* Start *

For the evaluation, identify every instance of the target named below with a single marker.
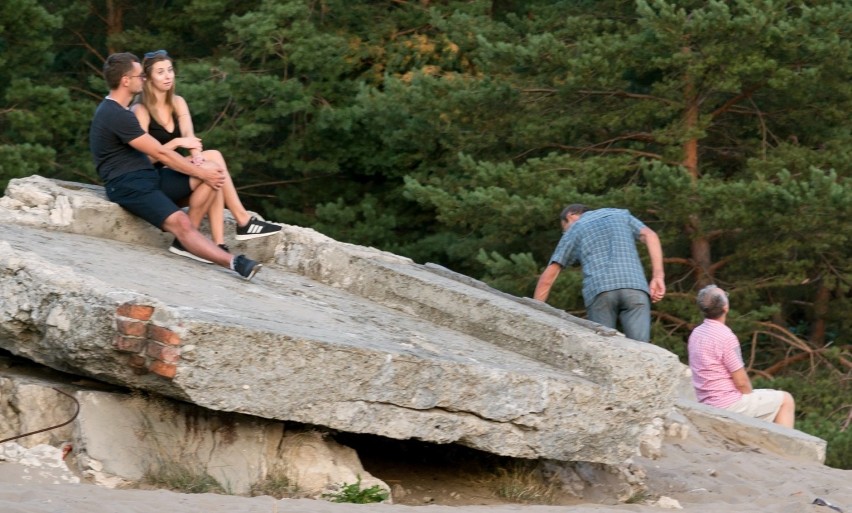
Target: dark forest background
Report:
(455, 131)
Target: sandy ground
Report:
(700, 474)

* End *

EXERCISE INSTRUCTIONS
Copy every one of the records above word for word, leaving out the pictures.

TASK RESPONSE
For the evaluation, identify every instance of the target named below with a single marker.
Target: dark forest background
Report:
(455, 131)
Target: sandy ground
Report:
(700, 474)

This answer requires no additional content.